→ PROBLEM DESCRIPTION: Go over the entries below line by line, copying each one that contains the word "several".

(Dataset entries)
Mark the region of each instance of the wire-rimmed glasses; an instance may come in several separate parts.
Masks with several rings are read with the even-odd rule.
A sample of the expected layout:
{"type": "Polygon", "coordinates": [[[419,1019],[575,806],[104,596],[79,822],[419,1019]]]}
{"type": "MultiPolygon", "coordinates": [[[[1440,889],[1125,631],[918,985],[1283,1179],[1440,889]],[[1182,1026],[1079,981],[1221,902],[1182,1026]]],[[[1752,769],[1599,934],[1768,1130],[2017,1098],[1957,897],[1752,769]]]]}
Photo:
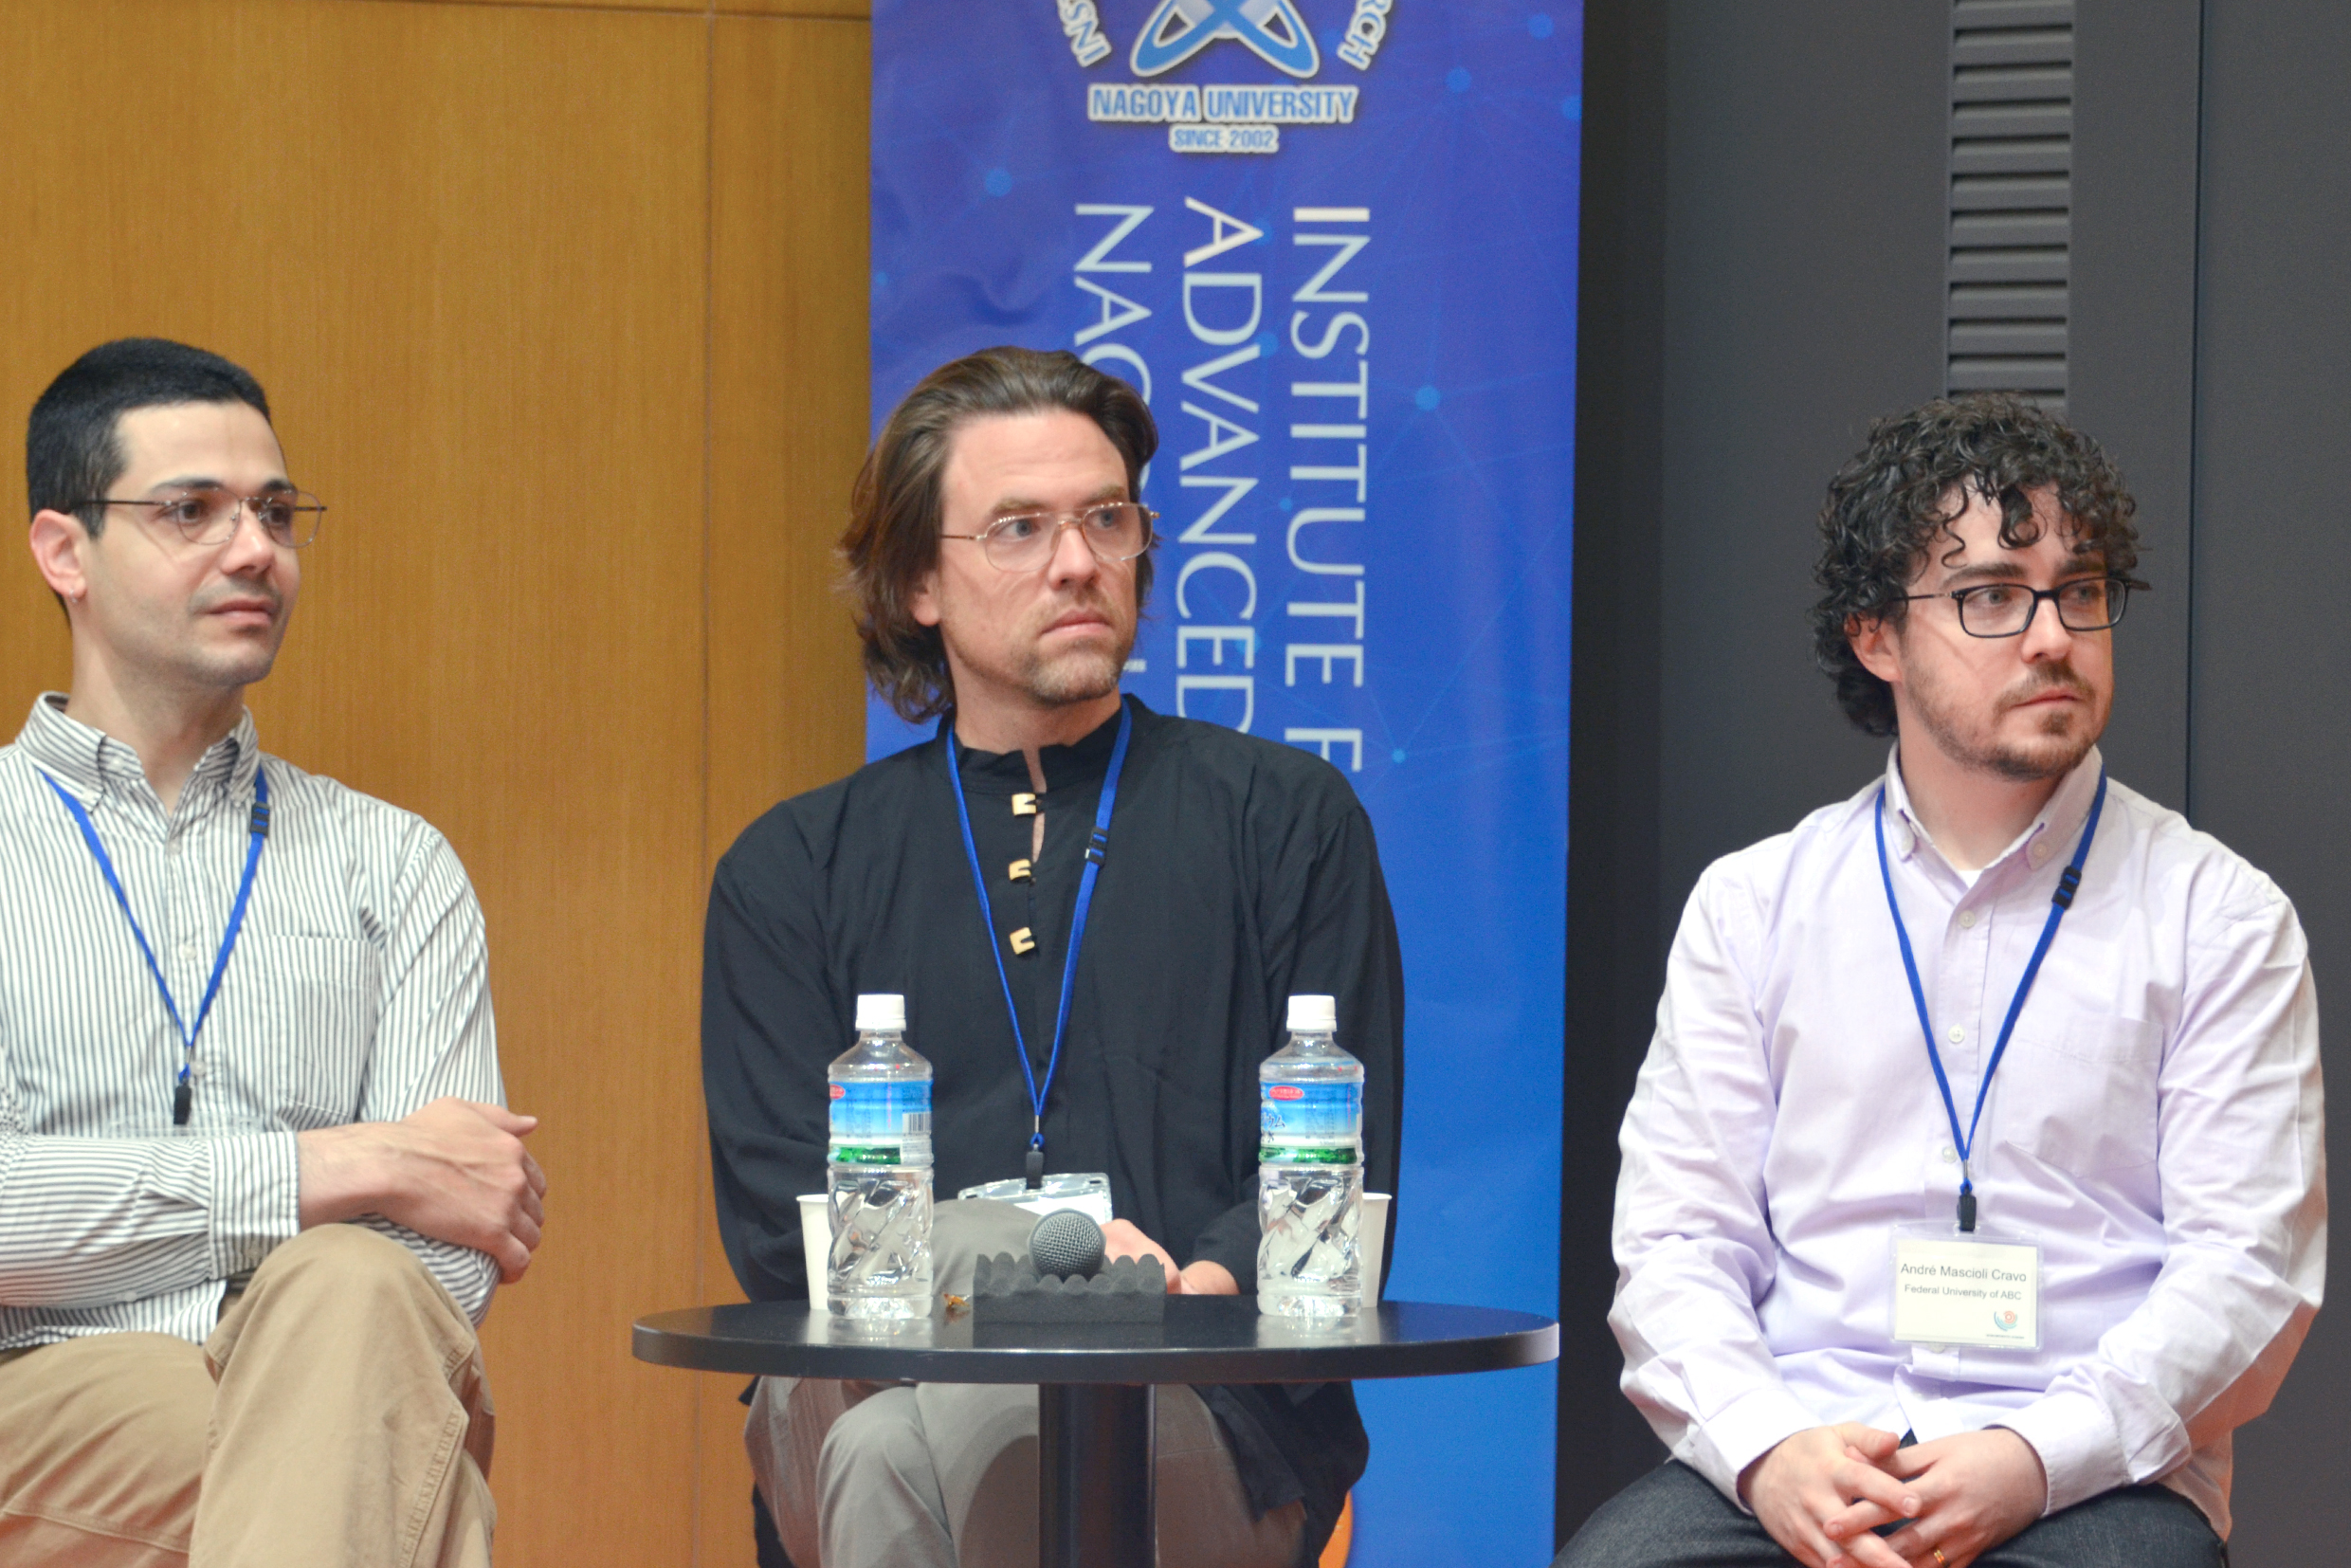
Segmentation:
{"type": "Polygon", "coordinates": [[[220,484],[188,485],[137,500],[93,496],[75,502],[72,510],[84,506],[150,507],[157,521],[170,523],[179,530],[181,538],[199,549],[227,544],[235,538],[237,517],[249,509],[270,543],[300,550],[319,537],[319,520],[326,516],[326,503],[307,490],[273,489],[241,496],[220,484]]]}
{"type": "Polygon", "coordinates": [[[1133,560],[1151,548],[1151,525],[1159,514],[1138,501],[1105,501],[1075,512],[1014,512],[976,534],[946,534],[943,539],[975,539],[999,572],[1037,572],[1053,558],[1065,528],[1074,528],[1094,558],[1104,566],[1133,560]]]}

→ TASK ANSWER:
Mark the region of each instance of the wire-rimmed glasses; an instance may come in several separate parts.
Masks with several rings are read with the even-odd rule.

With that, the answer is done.